**Passage shown**:

First, then, my own wgetrc file:

# This is WGETRC.

# This file changes the default behavior of Wget.
# Its default location, when installed in Windows 7, is the "etc"
#   folder (e.g., C:\Program Files (x86)\GnuWin32\etc).
# The Wget manual lists many possible options for wgetrc.

# Settings here are customized to back up WordPress blogs.
# Remarks here apply to Wget 1.11.4 in Windows 7.

# Edit this file using Notepad or some other text editor that
#   will not insert hidden characters (e.g., not Microsoft Word).

# Lines in this file preceded by hash marks ("#") are comments.
# Lines have no effect until those leading hash marks are removed.


###### OPTION SETTINGS ######


# Include your email address so server admins can contact you.
header = From: Me <My_Email@hotmail.com>

# Experts recommend that only experts use "robots = off"
# Command-line equivalent: -e robots=off
# robots = off

# Recursive retrieving can be turned on by default.
# Recursion means delving into subdirectories.
# Command-line equivalent: -r or --recursive
recursive = on

# Turn on all associated pages needed for proper page display.
# Command-line equivalent: -p or --page-requisites
# May be the reason why nothing suppresses twitter.com (below).
page_requisites = on

# Add an HTML extension for files lacking one.
# Command-line equivalent: -E or --html-extension
html_extension = on

# Skip certificate checking
# Not recommended when transmitting confidential/important data.
# Command-line equivalent: --no-check-certificate
#   (or --check-certificate to turn on).
check_certificate = off

# Convert links to refer to local (downloaded) files.
# Command-line equivalent: -k or --convert-links
convert_links = on

# Eliminate unnecessary extra folder level for host in download.
# Command-line equivalent: -nH or --no-host-directories.
# Turned on here because downloading multiple hosts.
add_hostdir = on

# Set recursion level (i.e., number of steps followed)
#   (e.g., Link 1 leads to Link 2 leads to Link 3).
# Command-line equivalent: -l n (n = number from 0 to inf).
#   (That's an L, not a one, followed by an n.)
# Set after experiencing a problem post that kept going for an 
#   extra eight hours.

**Listed records**:
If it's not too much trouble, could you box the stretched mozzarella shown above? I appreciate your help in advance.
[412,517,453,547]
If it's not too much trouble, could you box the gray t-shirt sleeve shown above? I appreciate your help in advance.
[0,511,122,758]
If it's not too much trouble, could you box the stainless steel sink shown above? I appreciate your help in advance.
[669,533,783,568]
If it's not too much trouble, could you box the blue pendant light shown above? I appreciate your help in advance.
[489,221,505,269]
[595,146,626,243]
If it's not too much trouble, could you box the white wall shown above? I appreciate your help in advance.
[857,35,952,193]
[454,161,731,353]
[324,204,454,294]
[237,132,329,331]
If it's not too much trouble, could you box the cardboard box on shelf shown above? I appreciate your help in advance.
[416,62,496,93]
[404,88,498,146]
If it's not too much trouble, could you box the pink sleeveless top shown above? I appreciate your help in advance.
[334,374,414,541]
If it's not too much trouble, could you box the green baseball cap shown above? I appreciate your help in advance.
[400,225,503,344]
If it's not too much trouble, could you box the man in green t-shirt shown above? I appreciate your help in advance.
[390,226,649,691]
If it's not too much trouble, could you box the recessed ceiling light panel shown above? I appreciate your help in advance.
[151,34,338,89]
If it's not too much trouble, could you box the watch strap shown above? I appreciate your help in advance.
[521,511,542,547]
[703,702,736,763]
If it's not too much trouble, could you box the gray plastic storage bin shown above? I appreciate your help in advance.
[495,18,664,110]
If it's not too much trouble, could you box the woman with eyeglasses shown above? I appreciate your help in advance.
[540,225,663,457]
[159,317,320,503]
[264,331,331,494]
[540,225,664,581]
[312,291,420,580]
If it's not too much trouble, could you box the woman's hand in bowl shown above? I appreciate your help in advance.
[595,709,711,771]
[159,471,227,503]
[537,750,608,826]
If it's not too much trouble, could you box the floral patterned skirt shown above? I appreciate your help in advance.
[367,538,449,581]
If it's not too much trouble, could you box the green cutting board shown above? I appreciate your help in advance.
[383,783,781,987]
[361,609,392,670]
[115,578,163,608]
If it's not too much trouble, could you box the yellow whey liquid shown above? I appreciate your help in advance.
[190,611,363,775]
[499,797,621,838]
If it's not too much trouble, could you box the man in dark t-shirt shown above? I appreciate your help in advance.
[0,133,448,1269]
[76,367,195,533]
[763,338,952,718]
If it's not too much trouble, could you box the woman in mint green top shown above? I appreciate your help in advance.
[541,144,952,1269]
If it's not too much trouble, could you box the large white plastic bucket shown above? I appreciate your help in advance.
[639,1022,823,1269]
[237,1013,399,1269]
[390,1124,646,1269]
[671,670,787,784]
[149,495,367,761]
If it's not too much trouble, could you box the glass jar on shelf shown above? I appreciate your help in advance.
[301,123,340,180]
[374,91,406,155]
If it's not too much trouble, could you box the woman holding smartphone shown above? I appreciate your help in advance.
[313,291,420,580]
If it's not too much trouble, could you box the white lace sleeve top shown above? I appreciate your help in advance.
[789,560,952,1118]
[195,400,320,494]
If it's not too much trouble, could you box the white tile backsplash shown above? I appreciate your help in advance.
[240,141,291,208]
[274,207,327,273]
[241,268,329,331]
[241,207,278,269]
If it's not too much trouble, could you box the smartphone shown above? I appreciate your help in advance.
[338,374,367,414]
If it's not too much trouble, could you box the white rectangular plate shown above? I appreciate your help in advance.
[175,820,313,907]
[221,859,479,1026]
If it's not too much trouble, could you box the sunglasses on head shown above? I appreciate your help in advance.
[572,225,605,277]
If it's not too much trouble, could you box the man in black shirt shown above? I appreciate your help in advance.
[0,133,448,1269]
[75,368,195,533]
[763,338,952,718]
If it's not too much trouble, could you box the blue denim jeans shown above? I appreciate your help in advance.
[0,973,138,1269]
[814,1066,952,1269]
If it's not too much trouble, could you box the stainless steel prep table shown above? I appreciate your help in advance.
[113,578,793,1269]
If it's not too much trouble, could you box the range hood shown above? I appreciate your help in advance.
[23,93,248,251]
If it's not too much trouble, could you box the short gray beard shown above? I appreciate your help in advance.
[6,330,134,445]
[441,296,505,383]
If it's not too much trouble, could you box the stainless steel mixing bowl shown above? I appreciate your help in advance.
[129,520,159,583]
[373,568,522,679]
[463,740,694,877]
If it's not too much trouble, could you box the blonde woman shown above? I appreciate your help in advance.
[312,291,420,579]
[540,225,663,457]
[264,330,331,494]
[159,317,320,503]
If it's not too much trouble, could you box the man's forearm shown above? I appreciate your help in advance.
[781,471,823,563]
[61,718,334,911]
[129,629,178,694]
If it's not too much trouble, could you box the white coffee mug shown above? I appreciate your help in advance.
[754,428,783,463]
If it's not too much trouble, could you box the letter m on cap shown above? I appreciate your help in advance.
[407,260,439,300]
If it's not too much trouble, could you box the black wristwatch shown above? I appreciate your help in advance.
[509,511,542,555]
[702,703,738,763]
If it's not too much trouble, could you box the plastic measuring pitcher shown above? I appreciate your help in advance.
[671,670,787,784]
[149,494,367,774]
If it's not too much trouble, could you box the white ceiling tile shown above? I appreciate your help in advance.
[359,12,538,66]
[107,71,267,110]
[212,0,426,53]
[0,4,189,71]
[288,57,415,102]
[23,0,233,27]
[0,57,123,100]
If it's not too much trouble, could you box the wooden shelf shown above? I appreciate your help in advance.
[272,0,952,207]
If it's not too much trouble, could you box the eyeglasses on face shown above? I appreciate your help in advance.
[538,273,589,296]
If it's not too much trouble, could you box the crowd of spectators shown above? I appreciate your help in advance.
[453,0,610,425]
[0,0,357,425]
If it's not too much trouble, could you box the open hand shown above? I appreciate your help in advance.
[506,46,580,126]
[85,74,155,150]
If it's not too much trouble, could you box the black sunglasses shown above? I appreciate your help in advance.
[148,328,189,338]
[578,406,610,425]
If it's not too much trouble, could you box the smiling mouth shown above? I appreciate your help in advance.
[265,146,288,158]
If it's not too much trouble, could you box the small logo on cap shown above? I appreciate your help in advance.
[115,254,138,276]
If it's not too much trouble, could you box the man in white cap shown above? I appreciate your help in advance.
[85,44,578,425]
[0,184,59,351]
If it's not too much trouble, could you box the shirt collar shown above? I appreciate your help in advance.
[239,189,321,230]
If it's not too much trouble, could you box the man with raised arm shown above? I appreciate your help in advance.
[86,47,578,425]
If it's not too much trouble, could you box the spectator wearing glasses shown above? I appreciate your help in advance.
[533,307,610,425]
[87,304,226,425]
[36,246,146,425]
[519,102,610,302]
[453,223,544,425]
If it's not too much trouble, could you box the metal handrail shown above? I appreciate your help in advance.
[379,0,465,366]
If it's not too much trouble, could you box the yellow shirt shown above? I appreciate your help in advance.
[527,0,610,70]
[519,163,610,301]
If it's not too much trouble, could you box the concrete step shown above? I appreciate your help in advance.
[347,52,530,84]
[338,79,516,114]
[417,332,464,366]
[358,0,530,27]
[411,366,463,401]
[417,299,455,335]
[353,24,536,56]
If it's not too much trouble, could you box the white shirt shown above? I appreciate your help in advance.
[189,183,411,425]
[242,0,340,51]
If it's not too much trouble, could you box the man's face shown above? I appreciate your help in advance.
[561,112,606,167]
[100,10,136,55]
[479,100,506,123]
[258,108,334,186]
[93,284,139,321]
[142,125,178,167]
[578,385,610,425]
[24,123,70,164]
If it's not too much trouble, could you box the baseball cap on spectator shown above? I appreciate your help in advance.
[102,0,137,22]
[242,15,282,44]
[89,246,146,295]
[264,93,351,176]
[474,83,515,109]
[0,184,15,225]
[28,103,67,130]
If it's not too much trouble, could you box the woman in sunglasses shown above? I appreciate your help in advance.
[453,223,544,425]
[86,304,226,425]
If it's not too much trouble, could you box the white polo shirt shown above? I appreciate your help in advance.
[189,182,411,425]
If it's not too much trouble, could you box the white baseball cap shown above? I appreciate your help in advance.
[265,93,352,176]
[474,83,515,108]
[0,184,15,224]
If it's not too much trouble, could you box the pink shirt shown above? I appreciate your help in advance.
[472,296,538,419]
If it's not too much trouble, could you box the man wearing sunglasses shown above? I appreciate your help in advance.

**To be done**:
**1)** Answer these about the wgetrc file:
(a) In what folder does the file sit by default when installed in Windows 7?
(b) What command-line equivalent is listed for convert_links?
(c) To which version of Wget do the remarks apply?
**2)** Carry the wgetrc file forward from its final line, in the same style.

**Responses in order**:
**1)**
(a) The "etc" folder (e.g., C:\Program Files (x86)\GnuWin32\etc).
(b) -k or --convert-links.
(c) Wget 1.11.4 in Windows 7.

**2)**
# Default is 5, and that may be enough for my WordPress blogs.
reclevel = 8

# Wait a certain amount of time between retrievals to avoid
#   irritating server administrators and getting banned.
# One approach: wait a fixed number of seconds.
# Command-line equivalent: -w 2 or --wait=2.
# The wgetrc parameter for that: wait = 2.
# Another approach: wait a random amount of time.
# Command-line equivalent: --random-wait.
random_wait = on

# Control download speed to be considerate and avoid getting banned.
# Command-line equivalent: --limit-rate=n.
# n can be e.g., 25000 or 25k (or other numbers).
limit_rate = 25k

# Verbose mode: tons of information.
# Command-line equivalent: -v or --verbose, or -nv or --no-verbose
verbose = on

# Avoid special-case problems with Content-Length headers.
# Command-line equivalent: --ignore-length
ignore_length = on

# Disable the use of cookies.
# Command-line equivalent: --no-cookies
cookies = off

# Prevent retrieval of material above the specified URLs.
# Command-line equivalent: -np or --no-parent
# Turned off here in case that's needed to span to my other blogs.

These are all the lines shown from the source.